● **Exercise instructions**:
Find the line that contains "Target: metal railing post"; then retype it and each line after it, exactly, through the final line of the data below.

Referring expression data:
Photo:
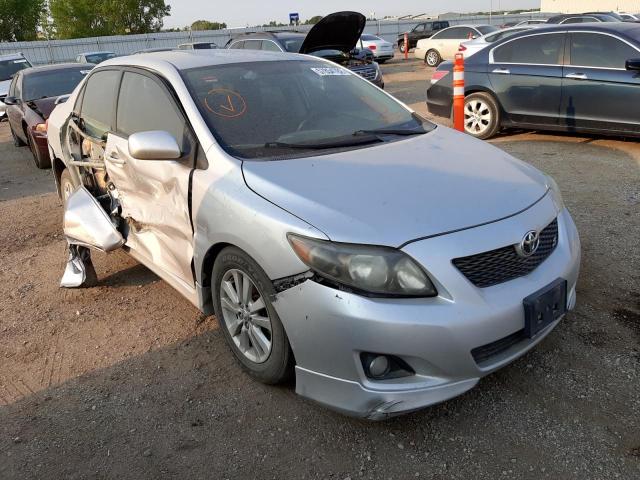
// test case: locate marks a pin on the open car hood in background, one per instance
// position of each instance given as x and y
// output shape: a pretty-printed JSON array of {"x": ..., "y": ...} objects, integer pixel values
[{"x": 336, "y": 31}]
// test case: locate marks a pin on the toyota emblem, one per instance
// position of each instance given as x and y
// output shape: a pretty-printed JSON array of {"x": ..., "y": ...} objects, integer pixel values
[{"x": 529, "y": 244}]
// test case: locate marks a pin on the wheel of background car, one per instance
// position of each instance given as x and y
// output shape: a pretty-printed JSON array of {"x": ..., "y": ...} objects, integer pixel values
[
  {"x": 481, "y": 115},
  {"x": 17, "y": 141},
  {"x": 432, "y": 58},
  {"x": 66, "y": 186},
  {"x": 41, "y": 163},
  {"x": 241, "y": 294}
]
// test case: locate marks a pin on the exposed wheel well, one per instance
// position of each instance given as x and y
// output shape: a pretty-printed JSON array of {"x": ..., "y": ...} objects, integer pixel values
[
  {"x": 58, "y": 167},
  {"x": 209, "y": 260}
]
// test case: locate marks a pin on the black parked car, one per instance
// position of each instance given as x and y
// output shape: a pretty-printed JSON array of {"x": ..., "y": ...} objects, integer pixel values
[
  {"x": 334, "y": 37},
  {"x": 575, "y": 78},
  {"x": 583, "y": 18},
  {"x": 420, "y": 31}
]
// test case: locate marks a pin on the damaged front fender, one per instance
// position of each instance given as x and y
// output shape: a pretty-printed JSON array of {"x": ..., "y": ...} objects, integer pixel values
[{"x": 88, "y": 225}]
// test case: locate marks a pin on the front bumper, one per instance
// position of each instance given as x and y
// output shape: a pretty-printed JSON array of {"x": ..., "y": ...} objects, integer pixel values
[{"x": 328, "y": 329}]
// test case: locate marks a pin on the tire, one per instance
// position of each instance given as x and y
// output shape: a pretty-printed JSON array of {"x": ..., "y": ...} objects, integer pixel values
[
  {"x": 66, "y": 186},
  {"x": 432, "y": 58},
  {"x": 17, "y": 141},
  {"x": 240, "y": 327},
  {"x": 41, "y": 162},
  {"x": 481, "y": 115}
]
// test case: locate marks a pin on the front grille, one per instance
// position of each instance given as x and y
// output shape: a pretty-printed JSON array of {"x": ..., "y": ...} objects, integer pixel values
[
  {"x": 504, "y": 264},
  {"x": 365, "y": 71},
  {"x": 484, "y": 354}
]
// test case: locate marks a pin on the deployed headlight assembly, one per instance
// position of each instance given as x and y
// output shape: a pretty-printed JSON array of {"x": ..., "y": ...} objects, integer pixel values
[{"x": 381, "y": 271}]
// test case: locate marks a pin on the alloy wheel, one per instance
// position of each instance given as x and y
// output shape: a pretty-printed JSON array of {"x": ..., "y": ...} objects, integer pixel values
[
  {"x": 245, "y": 315},
  {"x": 477, "y": 117}
]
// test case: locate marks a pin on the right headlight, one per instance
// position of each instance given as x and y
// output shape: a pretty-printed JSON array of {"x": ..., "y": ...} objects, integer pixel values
[{"x": 380, "y": 271}]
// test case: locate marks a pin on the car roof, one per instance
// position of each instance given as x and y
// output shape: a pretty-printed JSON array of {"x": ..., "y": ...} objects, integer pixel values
[
  {"x": 54, "y": 67},
  {"x": 186, "y": 59},
  {"x": 625, "y": 29},
  {"x": 11, "y": 56},
  {"x": 96, "y": 52}
]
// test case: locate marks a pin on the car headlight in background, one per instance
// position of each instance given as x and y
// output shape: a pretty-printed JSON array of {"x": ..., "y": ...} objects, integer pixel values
[
  {"x": 381, "y": 271},
  {"x": 556, "y": 195}
]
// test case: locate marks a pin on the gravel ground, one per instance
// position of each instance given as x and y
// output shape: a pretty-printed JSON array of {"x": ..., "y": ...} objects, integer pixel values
[{"x": 128, "y": 380}]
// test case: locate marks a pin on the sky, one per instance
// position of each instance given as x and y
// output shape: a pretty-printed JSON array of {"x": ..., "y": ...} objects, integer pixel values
[{"x": 256, "y": 12}]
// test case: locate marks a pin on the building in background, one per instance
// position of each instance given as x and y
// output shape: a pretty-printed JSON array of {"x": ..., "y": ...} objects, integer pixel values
[{"x": 572, "y": 6}]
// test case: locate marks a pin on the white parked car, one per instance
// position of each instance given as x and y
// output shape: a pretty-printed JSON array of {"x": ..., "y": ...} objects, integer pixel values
[
  {"x": 470, "y": 47},
  {"x": 9, "y": 66},
  {"x": 444, "y": 44},
  {"x": 382, "y": 50}
]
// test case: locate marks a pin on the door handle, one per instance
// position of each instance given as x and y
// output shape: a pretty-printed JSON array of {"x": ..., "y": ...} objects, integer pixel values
[{"x": 115, "y": 158}]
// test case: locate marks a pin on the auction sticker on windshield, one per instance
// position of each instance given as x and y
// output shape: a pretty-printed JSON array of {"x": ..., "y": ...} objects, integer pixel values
[{"x": 326, "y": 71}]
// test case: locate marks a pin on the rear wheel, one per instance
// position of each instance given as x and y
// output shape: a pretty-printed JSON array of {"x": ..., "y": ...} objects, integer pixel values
[
  {"x": 241, "y": 298},
  {"x": 432, "y": 58},
  {"x": 481, "y": 115}
]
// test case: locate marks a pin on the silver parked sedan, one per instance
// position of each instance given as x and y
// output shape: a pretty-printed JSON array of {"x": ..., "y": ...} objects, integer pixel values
[{"x": 389, "y": 262}]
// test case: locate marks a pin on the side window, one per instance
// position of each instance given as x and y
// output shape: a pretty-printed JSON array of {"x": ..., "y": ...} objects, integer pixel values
[
  {"x": 270, "y": 46},
  {"x": 252, "y": 44},
  {"x": 535, "y": 49},
  {"x": 595, "y": 50},
  {"x": 98, "y": 102},
  {"x": 144, "y": 105}
]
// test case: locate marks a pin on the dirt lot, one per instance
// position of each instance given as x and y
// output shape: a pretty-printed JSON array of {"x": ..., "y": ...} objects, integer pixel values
[{"x": 128, "y": 380}]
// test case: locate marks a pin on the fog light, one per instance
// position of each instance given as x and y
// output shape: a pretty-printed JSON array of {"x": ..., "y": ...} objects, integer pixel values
[{"x": 379, "y": 366}]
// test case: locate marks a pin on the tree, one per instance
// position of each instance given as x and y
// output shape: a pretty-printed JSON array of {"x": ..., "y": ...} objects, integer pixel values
[
  {"x": 91, "y": 18},
  {"x": 207, "y": 25},
  {"x": 19, "y": 19}
]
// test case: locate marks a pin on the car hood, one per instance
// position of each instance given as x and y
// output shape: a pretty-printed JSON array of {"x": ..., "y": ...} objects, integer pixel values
[
  {"x": 336, "y": 31},
  {"x": 396, "y": 192},
  {"x": 43, "y": 106},
  {"x": 4, "y": 87}
]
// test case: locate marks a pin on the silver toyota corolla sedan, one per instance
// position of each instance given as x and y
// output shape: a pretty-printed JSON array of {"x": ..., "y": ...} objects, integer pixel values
[{"x": 388, "y": 262}]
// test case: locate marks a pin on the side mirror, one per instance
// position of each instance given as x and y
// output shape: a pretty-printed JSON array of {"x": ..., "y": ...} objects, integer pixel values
[
  {"x": 154, "y": 145},
  {"x": 632, "y": 64},
  {"x": 62, "y": 99},
  {"x": 8, "y": 100}
]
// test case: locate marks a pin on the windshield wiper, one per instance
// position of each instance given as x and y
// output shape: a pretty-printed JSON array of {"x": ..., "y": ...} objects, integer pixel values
[
  {"x": 344, "y": 142},
  {"x": 391, "y": 131}
]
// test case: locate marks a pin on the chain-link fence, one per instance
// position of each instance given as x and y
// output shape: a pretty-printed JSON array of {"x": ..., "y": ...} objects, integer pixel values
[{"x": 57, "y": 51}]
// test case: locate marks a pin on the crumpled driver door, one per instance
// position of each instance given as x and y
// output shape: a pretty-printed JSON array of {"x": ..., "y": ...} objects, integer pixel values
[{"x": 154, "y": 197}]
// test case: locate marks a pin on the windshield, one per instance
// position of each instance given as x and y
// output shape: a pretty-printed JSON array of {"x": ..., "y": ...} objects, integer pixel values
[
  {"x": 8, "y": 68},
  {"x": 51, "y": 83},
  {"x": 292, "y": 45},
  {"x": 485, "y": 29},
  {"x": 265, "y": 109},
  {"x": 99, "y": 57}
]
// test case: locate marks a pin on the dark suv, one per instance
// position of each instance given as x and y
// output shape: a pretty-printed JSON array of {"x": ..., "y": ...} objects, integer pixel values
[
  {"x": 334, "y": 38},
  {"x": 420, "y": 31}
]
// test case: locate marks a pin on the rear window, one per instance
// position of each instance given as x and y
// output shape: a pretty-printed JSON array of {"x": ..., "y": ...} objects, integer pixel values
[
  {"x": 534, "y": 49},
  {"x": 51, "y": 83},
  {"x": 251, "y": 107},
  {"x": 8, "y": 68}
]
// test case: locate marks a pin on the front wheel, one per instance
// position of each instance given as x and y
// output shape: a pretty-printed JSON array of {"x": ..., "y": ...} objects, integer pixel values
[
  {"x": 481, "y": 115},
  {"x": 432, "y": 58},
  {"x": 241, "y": 298}
]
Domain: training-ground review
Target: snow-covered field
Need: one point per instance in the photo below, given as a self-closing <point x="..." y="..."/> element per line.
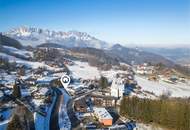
<point x="83" y="70"/>
<point x="41" y="122"/>
<point x="141" y="126"/>
<point x="176" y="90"/>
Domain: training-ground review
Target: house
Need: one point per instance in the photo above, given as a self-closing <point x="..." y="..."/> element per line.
<point x="144" y="69"/>
<point x="103" y="116"/>
<point x="117" y="88"/>
<point x="80" y="105"/>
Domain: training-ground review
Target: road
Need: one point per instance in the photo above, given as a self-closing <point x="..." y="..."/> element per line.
<point x="54" y="119"/>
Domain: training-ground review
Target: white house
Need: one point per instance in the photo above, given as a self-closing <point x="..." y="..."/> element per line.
<point x="118" y="87"/>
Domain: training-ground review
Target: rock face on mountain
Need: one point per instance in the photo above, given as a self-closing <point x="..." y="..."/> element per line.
<point x="84" y="43"/>
<point x="36" y="36"/>
<point x="136" y="56"/>
<point x="7" y="41"/>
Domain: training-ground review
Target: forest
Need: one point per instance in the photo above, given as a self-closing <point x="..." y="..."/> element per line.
<point x="169" y="113"/>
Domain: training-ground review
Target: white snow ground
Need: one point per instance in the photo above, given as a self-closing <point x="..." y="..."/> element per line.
<point x="41" y="122"/>
<point x="7" y="115"/>
<point x="64" y="121"/>
<point x="176" y="90"/>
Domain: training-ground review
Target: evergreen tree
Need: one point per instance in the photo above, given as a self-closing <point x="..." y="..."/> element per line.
<point x="15" y="123"/>
<point x="103" y="82"/>
<point x="16" y="91"/>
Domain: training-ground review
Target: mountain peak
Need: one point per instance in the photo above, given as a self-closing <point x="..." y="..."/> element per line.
<point x="36" y="36"/>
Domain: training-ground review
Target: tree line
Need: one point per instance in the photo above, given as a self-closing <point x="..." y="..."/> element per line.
<point x="170" y="113"/>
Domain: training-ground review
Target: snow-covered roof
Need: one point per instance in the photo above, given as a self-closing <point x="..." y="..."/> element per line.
<point x="43" y="91"/>
<point x="102" y="113"/>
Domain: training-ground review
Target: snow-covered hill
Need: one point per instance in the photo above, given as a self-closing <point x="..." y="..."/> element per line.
<point x="36" y="36"/>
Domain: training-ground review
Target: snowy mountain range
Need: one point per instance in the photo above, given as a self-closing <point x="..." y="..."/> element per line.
<point x="36" y="36"/>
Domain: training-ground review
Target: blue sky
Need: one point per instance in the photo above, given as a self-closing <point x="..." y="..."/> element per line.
<point x="129" y="22"/>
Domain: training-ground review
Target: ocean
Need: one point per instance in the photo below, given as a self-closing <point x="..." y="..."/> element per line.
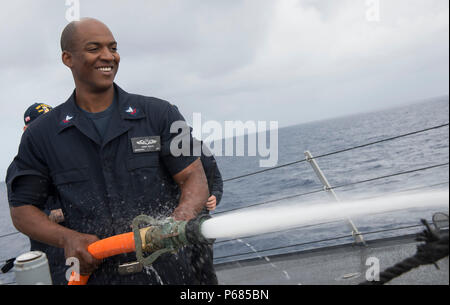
<point x="403" y="154"/>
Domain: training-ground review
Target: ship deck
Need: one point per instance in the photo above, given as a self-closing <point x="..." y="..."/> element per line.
<point x="336" y="265"/>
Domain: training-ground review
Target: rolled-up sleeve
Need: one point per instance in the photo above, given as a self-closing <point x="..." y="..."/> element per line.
<point x="27" y="177"/>
<point x="180" y="136"/>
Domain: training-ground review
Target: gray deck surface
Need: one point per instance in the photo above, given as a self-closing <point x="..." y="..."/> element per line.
<point x="339" y="265"/>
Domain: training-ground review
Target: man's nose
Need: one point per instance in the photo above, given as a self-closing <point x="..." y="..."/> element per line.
<point x="107" y="54"/>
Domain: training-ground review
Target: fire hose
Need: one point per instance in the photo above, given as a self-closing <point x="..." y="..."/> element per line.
<point x="157" y="237"/>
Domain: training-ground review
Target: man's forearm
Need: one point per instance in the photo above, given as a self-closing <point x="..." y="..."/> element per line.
<point x="34" y="223"/>
<point x="194" y="192"/>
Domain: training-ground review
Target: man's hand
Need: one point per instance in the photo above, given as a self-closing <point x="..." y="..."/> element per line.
<point x="211" y="203"/>
<point x="56" y="216"/>
<point x="33" y="222"/>
<point x="75" y="245"/>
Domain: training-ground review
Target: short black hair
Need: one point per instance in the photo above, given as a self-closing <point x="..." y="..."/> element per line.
<point x="67" y="37"/>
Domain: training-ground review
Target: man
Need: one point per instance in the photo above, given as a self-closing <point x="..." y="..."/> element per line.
<point x="55" y="256"/>
<point x="202" y="255"/>
<point x="96" y="168"/>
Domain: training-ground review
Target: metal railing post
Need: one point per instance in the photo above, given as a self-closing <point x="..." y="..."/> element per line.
<point x="358" y="236"/>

● **Task output**:
Target: metal railing post
Need: one point per instance in the photo above, given as a self-closing <point x="..." y="..."/> element per line.
<point x="358" y="236"/>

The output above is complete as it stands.